> **SUPPLIED TEXT**:
[Start]

British dragoman (1806–1900)
A portrait of Wood in 1877

Sir Richard Wood GCMG CB (1806 – 31 July 1900) was a British dragoman and consul in Syria and Tunisia, at a time when the Ottoman Empire was in retreat and the British were gaining influence in the Middle East and North Africa.

Early life

Wood was born in Constantinople in 1806, the son of George Wood, a British dragoman, and his wife Lucia Privileggio. He grew up there and in Exeter, where he was educated at a boarding school, leaving in 1823. Fluent in Turkish, French, Greek, and Italian, and having a good understanding of the Ottoman Empire, he at first followed his father's career by becoming a dragoman.

Wood's mother died in 1821. His father, who had been born in England in 1780, died in Constantinople in 1834. He had a younger brother, Charles Wood, who became a doctor in Smyrna and spent his life there, and a younger sister, Mary Wood, who in 1827 in Constantinople married Niven Moore, a British Embassy cancellier, a clerk trusted with confidential documents.

Career

In 1831, Wood was posted to Ottoman Syria, to learn Arabic, but with the undercover task of finding ways to undermine the government of Ibrahim Pasha of Egypt. In 1832, during the Egyptian–Ottoman War, he went to observe the siege of Acre, where he saw Ibrahim himself in command, and reported that he had taken him at first sight for a cook.

Ottoman Syria

In 1834, when Egypt gained formal authority in Syria, Wood returned to Constantinople, where he had talks with Lord Ponsonby, the British ambassador, about how Ibrahim might be brought down and the increasing Russian influence over the Ottomans undermined.

[End]

> **OBJECTIVE 1**:
From the passage on Richard Wood, retype everything from "Wood was born" down to "becoming a dragoman.".
> **OBJECTIVE 2**:
Translate this sentence from the passage on Richard Wood into Spanish: "His father, who had been born in England in 1780, died in Constantinople in 1834."
> **OBJECTIVE 3**:
Sum up the passage on Richard Wood in two sentences.

(Dataset excerpts on object pointing)
[Start]

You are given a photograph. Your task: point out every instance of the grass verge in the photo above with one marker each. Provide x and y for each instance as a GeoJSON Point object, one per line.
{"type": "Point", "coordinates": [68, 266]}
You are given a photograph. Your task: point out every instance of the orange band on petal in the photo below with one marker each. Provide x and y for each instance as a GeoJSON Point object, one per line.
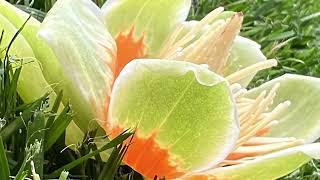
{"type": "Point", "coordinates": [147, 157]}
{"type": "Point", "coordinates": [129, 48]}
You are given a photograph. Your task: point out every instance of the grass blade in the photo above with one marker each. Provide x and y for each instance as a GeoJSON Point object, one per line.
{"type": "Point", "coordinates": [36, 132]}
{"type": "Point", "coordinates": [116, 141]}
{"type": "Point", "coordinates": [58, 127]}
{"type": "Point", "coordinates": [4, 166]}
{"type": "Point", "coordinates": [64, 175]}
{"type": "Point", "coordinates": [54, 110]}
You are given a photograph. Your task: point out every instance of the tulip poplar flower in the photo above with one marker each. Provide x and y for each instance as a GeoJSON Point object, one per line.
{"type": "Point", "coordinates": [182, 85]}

[End]

> **FULL SOLUTION 1**:
Wood was born in Constantinople in 1806, the son of George Wood, a British dragoman, and his wife Lucia Privileggio. He grew up there and in Exeter, where he was educated at a boarding school, leaving in 1823. Fluent in Turkish, French, Greek, and Italian, and having a good understanding of the Ottoman Empire, he at first followed his father's career by becoming a dragoman.

> **FULL SOLUTION 2**:
Su padre, que había nacido en Inglaterra en 1780, murió en Constantinopla en 1834.

> **FULL SOLUTION 3**:
Sir Richard Wood (1806–1900) was a British dragoman and consul in Syria and Tunisia, born in Constantinople to a British dragoman and educated at a boarding school in Exeter. Posted to Ottoman Syria in 1831 to learn Arabic while secretly seeking ways to undermine Ibrahim Pasha's government, he returned to Constantinople in 1834 to discuss with Lord Ponsonby how Ibrahim might be brought down and Russian influence over the Ottomans undermined.